Desakan Pada Pemerintah Indonesia Untuk Meratifikasi ICC (Internasional Criminal Court) Sebagai Bent

Siaran Pers

No. 08/SP-Kontras/III/03

  Tentang

Desakan Pada Pemerintah Indonesia Untuk Meratifikasi ICC (Internasional Criminal Court) Sebagai Bentuk Sikap Politik Menolak Agresi Amerika Serikat Ke Irak

Perang yang terjadi di Irak saat ini memasuki minggu kedua. Kecaman terhadap Amerika dan Inggris sebagai pihak yang paling bernafsu melakukan perang ini datang dari berbagai penjuru dunia. Kecaman-kecaman tersebut datang dengan berbagai argumentasi, rasionalisasi dan justifikasi.

Indonesia merupakan bagian dari pihak yang turut serta memberikan kecaman, desakan dan “tekanan” kepada Amerika Serikat (sebagai pemimpin koalisi anti Irak). Yang menarik adalah sikap dari pemerintah dan masyarakat Indonesia, yang salah satunya mengecam kemandulan PBB (Persatuan Bangsa-Bangsa) sehingga membiarkan dan tidak mampu menahan laju agresi militeristik yang kejam dan biadab dari Amerika dan koalisinya.

- [Data yang Tersedia]:

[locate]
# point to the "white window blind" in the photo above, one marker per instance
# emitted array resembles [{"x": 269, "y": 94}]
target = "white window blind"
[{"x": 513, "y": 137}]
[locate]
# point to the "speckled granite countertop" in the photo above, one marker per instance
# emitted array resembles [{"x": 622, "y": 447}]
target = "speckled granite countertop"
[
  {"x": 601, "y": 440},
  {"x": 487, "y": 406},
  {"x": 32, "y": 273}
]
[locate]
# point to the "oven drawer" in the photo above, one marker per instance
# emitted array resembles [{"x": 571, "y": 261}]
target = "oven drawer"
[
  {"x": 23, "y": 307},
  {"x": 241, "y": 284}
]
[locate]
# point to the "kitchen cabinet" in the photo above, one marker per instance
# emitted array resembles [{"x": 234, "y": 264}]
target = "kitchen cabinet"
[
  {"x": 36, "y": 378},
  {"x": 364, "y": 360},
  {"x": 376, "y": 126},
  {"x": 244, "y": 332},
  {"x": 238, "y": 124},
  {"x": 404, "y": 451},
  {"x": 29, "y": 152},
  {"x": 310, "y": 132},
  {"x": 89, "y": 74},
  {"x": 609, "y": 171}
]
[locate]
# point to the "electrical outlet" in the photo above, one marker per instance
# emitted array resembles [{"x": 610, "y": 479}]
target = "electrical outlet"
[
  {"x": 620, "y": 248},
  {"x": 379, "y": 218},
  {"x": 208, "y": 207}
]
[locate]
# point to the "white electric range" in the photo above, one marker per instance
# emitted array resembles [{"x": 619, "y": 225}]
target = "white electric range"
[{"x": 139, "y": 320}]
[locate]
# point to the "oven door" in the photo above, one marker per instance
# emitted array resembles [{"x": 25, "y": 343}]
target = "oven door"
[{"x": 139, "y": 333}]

- [Rumusan Soal A]: Kembalikan persis bagian siaran pers itu, mulai dari "Siaran Pers" sampai dengan "Amerika dan koalisinya.".
- [Rumusan Soal B]: Pilih setiap baris catatan yang memuat kata "array", dengan huruf besar dan kecil dibedakan.
Catatan ini sama sekali tidak berhubungan dengan siaran pers tersebut.

- [Keluaran yang Diharapkan A]:
Siaran Pers

No. 08/SP-Kontras/III/03

  Tentang

Desakan Pada Pemerintah Indonesia Untuk Meratifikasi ICC (Internasional Criminal Court) Sebagai Bentuk Sikap Politik Menolak Agresi Amerika Serikat Ke Irak

Perang yang terjadi di Irak saat ini memasuki minggu kedua. Kecaman terhadap Amerika dan Inggris sebagai pihak yang paling bernafsu melakukan perang ini datang dari berbagai penjuru dunia. Kecaman-kecaman tersebut datang dengan berbagai argumentasi, rasionalisasi dan justifikasi.

Indonesia merupakan bagian dari pihak yang turut serta memberikan kecaman, desakan dan “tekanan” kepada Amerika Serikat (sebagai pemimpin koalisi anti Irak). Yang menarik adalah sikap dari pemerintah dan masyarakat Indonesia, yang salah satunya mengecam kemandulan PBB (Persatuan Bangsa-Bangsa) sehingga membiarkan dan tidak mampu menahan laju agresi militeristik yang kejam dan biadab dari Amerika dan koalisinya.

- [Keluaran yang Diharapkan B]:
# emitted array resembles [{"x": 269, "y": 94}]
# emitted array resembles [{"x": 622, "y": 447}]
# emitted array resembles [{"x": 571, "y": 261}]
# emitted array resembles [{"x": 234, "y": 264}]
# emitted array resembles [{"x": 610, "y": 479}]
# emitted array resembles [{"x": 619, "y": 225}]
# emitted array resembles [{"x": 25, "y": 343}]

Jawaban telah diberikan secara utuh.